— START SOURCE PASSAGE —

CINCINNATI BENGALS (10-6)

OPEN CAMP: July 28

LAST YEAR: A young and fast-improving defense helped them go 10-6 – only their second winning record since 1990 – and make the playoffs as AFC North champions. The defense finished fourth in the league. The offense went to a run-first philosophy that helped the Bengals win the division but came up far short in a playoff loss to the Jets. The Bengals spent a lot of time and money in the offseason keeping the team together, resulting in few noteworthy changes.

IMPORTANT ADDITIONS: WR Antonio Bryant, K Mike Nugent, K Dave Rayner, CB Adam “Pacman” Jones, S Gibril Wilson, TE Jermaine Gresham, WR Jordan Shipley.

IMPORTANT LOSSES: K Shayne Graham.

CAMP NEEDS: The Bengals have to figure out what they’re going to be on offense. The run-first philosophy won a division title, but lacked the firepower to go deep into the playoffs. They drafted TE Jermaine Gresham and WR Jordan Shipley to give QB Carson Palmer more targets. They also replaced WR Laveranaeus Coles with Antonio Bryant. Mike Nugent and Dave Rayner will compete for the kicking job of departed Shayne Graham, gone to Baltimore.

EXPECTATIONS: The Bengals will have a deeper roster than last season, but a much tougher schedule will make it more difficult to reach the playoffs again. They went 6-0 in division play for the first time in their history, something not likely to be repeated. Plus, they’ve got a history of falling back after a good season. They’ve reached the playoffs in consecutive seasons only twice in their history, in 1981-82. Palmer needs to have a much better season if that’s to happen. One of the major decisions in camp will be picking the receivers.

AFC SOUTH

INDIANAPOLIS COLTS (14-2)

OPEN CAMP: Aug. 1

LAST YEAR: First-year coach Jim Caldwell won his first 14 games and might have had a perfect regular-season had he not pulled the starters in the last two games. Indy recovered in the playoffs, beating AFC’s two best defenses – the Jets and Baltimore – to reach a second Super Bowl in Peyton Manning era before losing to New Orleans. Manning won his fourth MVP award.

— END SOURCE PASSAGE —
— START SUPPLIED INFORMATION —

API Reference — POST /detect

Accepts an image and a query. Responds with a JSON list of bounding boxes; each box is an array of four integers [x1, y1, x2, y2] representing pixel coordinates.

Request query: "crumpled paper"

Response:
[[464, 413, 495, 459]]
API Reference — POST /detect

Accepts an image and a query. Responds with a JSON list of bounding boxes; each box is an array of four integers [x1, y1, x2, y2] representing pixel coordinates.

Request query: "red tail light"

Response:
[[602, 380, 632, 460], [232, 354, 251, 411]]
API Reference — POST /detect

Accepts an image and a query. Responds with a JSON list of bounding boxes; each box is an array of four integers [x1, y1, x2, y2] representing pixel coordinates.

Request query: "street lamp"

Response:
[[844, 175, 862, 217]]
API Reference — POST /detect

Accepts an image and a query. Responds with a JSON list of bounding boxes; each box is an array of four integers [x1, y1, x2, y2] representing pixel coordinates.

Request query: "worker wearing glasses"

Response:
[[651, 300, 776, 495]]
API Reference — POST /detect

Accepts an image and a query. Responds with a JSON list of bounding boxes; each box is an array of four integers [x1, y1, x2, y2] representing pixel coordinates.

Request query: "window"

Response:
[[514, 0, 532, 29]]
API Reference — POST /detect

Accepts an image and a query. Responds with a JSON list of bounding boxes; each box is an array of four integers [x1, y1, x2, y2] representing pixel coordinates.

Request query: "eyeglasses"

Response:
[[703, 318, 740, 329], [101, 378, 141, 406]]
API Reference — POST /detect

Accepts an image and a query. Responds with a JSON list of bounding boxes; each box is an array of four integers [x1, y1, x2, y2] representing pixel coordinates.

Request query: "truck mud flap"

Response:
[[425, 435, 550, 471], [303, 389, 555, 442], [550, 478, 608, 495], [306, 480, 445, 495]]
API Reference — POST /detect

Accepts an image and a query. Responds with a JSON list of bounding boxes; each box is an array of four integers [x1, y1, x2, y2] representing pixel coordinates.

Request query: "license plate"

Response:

— END SUPPLIED INFORMATION —

STATED GOAL:
Print the part of the NFL team preview that opens with the words containing "OPEN CAMP: July" and closes with "few noteworthy changes.".

EXERCISE OUTPUT:
OPEN CAMP: July 28

LAST YEAR: A young and fast-improving defense helped them go 10-6 – only their second winning record since 1990 – and make the playoffs as AFC North champions. The defense finished fourth in the league. The offense went to a run-first philosophy that helped the Bengals win the division but came up far short in a playoff loss to the Jets. The Bengals spent a lot of time and money in the offseason keeping the team together, resulting in few noteworthy changes.